### ENTRIES

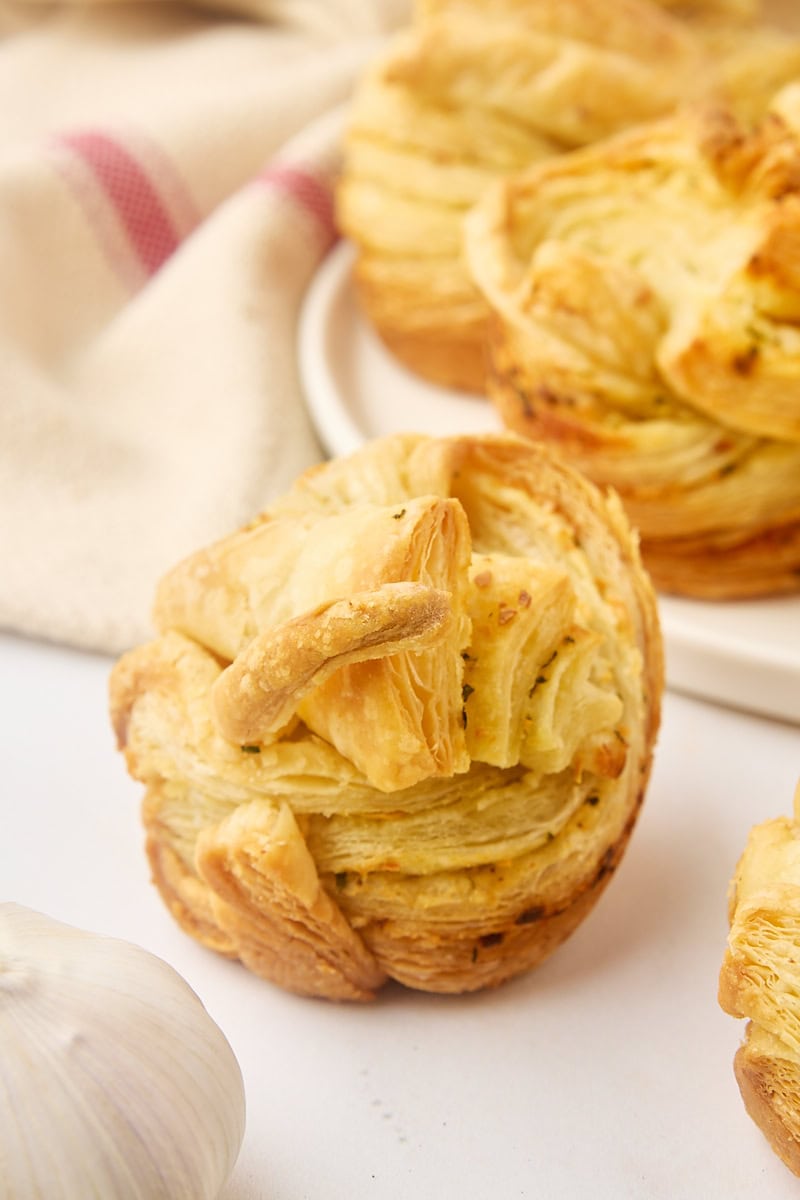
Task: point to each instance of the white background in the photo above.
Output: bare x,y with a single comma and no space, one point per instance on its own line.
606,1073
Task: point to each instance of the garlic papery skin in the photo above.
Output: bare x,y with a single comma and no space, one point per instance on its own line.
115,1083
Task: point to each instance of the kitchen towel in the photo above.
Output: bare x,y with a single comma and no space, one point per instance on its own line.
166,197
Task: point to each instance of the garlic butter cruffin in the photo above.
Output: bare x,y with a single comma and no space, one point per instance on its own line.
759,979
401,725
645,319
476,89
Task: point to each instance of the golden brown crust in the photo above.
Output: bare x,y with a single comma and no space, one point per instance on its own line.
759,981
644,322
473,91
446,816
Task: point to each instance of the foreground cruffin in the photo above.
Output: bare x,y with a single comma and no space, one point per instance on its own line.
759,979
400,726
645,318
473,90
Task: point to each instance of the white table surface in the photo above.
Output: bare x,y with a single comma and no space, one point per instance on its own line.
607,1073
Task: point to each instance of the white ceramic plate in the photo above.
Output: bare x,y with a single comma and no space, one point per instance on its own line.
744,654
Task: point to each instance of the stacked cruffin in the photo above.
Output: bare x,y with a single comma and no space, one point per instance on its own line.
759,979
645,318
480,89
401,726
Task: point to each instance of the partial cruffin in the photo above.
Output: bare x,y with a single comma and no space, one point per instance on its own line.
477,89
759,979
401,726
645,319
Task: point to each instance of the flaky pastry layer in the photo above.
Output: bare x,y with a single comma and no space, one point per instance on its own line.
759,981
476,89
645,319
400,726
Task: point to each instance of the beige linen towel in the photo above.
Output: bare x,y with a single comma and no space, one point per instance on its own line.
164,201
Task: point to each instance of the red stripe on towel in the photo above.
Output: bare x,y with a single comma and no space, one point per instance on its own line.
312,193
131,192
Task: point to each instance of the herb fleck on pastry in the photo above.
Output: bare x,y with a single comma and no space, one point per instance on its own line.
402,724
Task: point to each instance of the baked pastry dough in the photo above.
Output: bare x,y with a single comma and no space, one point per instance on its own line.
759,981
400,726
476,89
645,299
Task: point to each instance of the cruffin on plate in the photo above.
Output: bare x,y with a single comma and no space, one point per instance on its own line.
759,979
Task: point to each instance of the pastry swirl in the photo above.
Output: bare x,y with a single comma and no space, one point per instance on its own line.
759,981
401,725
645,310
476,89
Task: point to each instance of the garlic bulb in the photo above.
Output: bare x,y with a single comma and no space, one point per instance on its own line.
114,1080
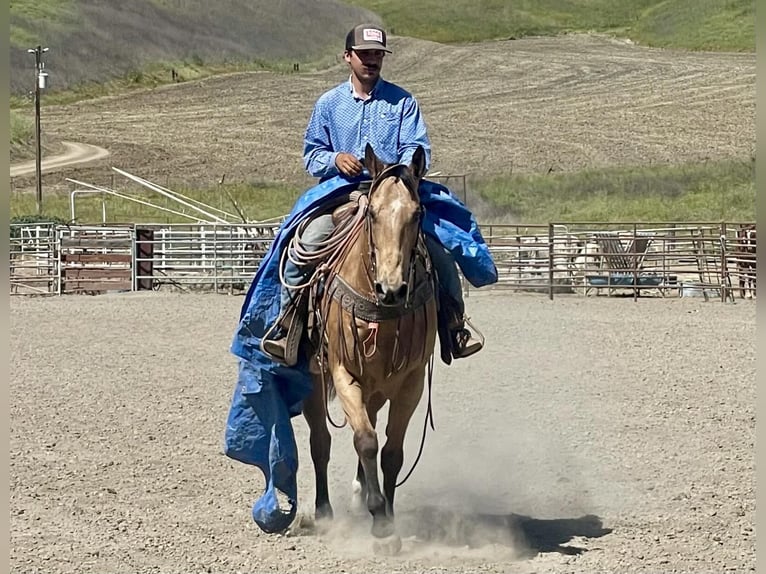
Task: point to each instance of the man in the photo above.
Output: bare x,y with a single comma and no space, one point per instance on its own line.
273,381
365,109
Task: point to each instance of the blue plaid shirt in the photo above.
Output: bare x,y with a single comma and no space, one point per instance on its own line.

######

* [EXERCISE TASK]: Set down all of the material above word for word, but leave out the pictures.

* [EXERCISE RESULT]:
Task: point to each instance of the white background in the photo above.
Output: bare x,y with a single comma and no space, one point per instance on its own line.
606,1073
Task: point to each instance of the garlic papery skin in the photo above.
Output: bare x,y with a single comma and no space, one point per instance on its own line.
115,1083
Task: point to each instance of the kitchen towel in the photo above.
Output: bare x,y with a single comma and no space, one point per instance on its own line.
166,197
Task: point to each instance of the garlic butter cruffin in the photo above.
Output: bare x,y with a single comma and no space, one point per instance on its own line.
759,979
401,725
645,319
476,89
Task: point to each instance of the golden brown crust in the photo above.
Output: bare x,y with a single comma and no space, one point per instance on its own line.
759,981
644,322
473,91
446,816
Task: point to each instance of the foreground cruffin in the photo above.
Output: bare x,y with a single comma and no space, one point per instance on its own line.
759,979
400,726
645,318
473,90
Task: point to each instance of the white table surface in the photo above.
Output: bare x,y with a single comma and no space, one point per instance on its own line.
607,1073
Task: point to each instance of the white ceramic plate in the photo above.
Output: bare x,y with a single comma and no space, one point per instance on its own line.
744,654
Task: point to each instance of the stacked cruffin in the photo above.
Output: bare x,y with a single comma and no space, one point per instance on its own line.
759,979
645,318
480,89
401,726
Task: point to each instance of the partial cruffin in the photo above.
Output: bare x,y with a single comma and no space, one point per instance on its own line.
477,89
759,979
401,726
645,319
Task: point to each instance of the flaky pastry layer in the photo above.
Output: bare x,y with a single comma and no space, one point per instance on its own line.
759,981
476,89
645,319
400,726
Task: point to each instance of the beige linen towel in the photo above.
Output: bare x,y with a single comma and no space, one point per instance on its own line.
164,201
Task: point to each instance of the red stripe on towel in the photo above.
Output: bare x,y with a single comma and no space, one point per instance on its own line.
312,193
131,192
Task: point to each instance of the herb fleck on pastry in the photo above.
Output: bare x,y with a single comma and no space, one point per instance on its own line.
402,724
Task: point to each instance of the baked pastry dough in the photo above.
Output: bare x,y with a single comma and no space, one point per instance on its own line.
759,981
400,726
476,89
645,299
Task: point to each instance of the cruffin on plate in the photo above.
Output: bare x,y with a single comma and no space, one point per instance on its own line.
759,979
Task: point to each instance of the pastry swirl in the photo above.
Output: bare x,y with a single comma and no space, one point per instance on its own line.
759,981
401,725
645,310
476,89
Task: point to each instance of the garlic bulb in the photo above.
Output: bare x,y with a single comma and no space, one point per instance on its own line.
114,1080
Task: point to each instance of the man in the photo above.
Output: bare x,y with a single comma and no space, one point per instance on its own line.
273,381
365,109
Task: point to each instance of the blue plaid shirt in the photo above.
Output: bare x,y with a single comma and no space, one point per instance on its own line.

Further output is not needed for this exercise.